### Selected excerpt
== == ==

During the Game itself, I was actually incredibly nervous. My palms sweated like crazy, I feel really jittery, and I had difficulty typing at optimum speed because of how anxious I was. This is despite the fact that I believed I would win. Possibly because of this, I made a misstep around halfway into the experiment, because there was a certain angle of attack that I was attempting to do, and I broke immersion by not pressing this advantage, which caused a waste of time and buildup. Naturally, the nature of this experiment was that the AI was pressed for time, and I compounded this mistake by replacing this angle of attack with another that I had improvised on the spot — something not in my script.
In retrospect, this was a bad decision, as SoundLogic had told me, because he was close to breaking if I had put more pressure, and the improvised argument had broken all immersion I managed to carefully build up.
However, eventually I managed to get SoundLogic to break anyway, despite a lack of perfect play. Surprisingly, I did not have to use my trump card(s), which I reserved for last, for a number of reasons:
  •  It was far more effective being played last, as it relies on my ability to make the gatekeeper lose sense of reality — which meant I had to spend some time building up immersion for the Gatekeeper.
  •  It really is extremely Dark Arts, and although it does not break the rules, it made me very uncomfortable even thinking about using it.

== == ==

Answer these about the account of the Game above:
1. What did the writer's anxiety make it hard to do?
2. According to SoundLogic, how near was he to breaking when the writer switched to the improvised argument?
3. Why was the trump card more effective when played last?
The items that follow come from a separate source.

== == ==

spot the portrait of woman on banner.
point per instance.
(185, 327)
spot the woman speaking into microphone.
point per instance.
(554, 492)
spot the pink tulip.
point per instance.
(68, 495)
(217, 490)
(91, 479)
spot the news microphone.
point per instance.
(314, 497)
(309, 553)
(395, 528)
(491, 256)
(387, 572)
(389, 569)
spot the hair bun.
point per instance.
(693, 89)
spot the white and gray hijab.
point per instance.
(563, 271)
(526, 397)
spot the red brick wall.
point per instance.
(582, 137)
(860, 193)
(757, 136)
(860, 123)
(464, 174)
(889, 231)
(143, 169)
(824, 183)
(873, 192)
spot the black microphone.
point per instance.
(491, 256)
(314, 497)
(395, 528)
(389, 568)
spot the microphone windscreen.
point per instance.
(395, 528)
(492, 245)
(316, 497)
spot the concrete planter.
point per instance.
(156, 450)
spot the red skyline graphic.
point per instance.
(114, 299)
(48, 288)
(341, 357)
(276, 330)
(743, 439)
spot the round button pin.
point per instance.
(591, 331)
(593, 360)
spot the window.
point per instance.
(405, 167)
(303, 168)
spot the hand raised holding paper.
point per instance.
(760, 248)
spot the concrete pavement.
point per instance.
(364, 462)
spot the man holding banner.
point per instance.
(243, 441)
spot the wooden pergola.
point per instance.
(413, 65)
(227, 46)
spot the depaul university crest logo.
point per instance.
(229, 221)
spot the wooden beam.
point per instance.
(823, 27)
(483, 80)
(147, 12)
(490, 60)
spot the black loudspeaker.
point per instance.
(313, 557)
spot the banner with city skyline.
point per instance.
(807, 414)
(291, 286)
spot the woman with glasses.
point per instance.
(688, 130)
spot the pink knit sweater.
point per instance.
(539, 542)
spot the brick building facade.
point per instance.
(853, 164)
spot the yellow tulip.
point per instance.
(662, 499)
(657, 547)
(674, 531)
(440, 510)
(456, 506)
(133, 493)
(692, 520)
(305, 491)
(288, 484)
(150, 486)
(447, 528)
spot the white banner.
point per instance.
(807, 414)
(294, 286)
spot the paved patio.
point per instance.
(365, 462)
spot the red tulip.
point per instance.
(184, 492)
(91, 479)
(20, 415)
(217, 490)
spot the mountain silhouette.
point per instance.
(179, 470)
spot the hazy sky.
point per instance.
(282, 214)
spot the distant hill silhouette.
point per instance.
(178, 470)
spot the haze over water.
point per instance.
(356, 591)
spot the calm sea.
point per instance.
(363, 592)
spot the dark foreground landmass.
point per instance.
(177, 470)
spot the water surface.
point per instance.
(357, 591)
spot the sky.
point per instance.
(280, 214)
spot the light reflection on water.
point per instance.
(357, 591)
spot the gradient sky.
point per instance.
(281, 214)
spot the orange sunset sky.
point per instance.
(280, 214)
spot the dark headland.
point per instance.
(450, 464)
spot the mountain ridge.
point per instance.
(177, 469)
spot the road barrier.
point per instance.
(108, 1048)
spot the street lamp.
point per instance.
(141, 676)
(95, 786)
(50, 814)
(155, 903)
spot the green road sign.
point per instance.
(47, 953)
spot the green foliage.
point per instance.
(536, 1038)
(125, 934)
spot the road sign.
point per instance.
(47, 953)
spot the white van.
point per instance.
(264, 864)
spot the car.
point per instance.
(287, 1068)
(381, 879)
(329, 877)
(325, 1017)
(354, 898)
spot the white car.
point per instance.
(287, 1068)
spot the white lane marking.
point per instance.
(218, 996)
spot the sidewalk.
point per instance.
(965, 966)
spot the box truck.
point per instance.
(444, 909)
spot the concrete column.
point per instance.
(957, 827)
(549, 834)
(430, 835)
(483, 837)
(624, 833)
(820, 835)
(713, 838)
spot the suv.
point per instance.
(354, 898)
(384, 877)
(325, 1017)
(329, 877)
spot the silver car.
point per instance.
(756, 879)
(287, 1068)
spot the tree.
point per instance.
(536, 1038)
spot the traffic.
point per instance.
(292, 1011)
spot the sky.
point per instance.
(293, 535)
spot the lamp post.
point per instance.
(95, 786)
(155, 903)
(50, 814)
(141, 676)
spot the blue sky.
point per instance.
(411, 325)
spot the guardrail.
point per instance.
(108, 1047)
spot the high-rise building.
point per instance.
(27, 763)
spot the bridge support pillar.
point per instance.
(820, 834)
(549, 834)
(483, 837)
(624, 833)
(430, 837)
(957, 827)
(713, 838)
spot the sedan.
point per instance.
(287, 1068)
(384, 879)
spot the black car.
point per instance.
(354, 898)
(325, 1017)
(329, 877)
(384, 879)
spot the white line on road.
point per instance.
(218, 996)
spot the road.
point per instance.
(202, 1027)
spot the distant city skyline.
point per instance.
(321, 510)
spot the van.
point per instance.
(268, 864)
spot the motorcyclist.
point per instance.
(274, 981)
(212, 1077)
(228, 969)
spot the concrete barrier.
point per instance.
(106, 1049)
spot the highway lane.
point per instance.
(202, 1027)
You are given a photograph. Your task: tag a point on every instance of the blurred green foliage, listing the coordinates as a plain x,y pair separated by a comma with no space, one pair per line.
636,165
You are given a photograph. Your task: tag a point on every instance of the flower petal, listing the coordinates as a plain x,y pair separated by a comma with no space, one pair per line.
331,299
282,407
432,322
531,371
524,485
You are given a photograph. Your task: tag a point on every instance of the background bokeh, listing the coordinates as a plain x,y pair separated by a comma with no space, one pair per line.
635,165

== == ==

### Output for this task
1. Typing at optimum speed.
2. He was close to breaking if the writer had applied more pressure.
3. It depends on making the Gatekeeper lose sense of reality, so immersion had to be built up first.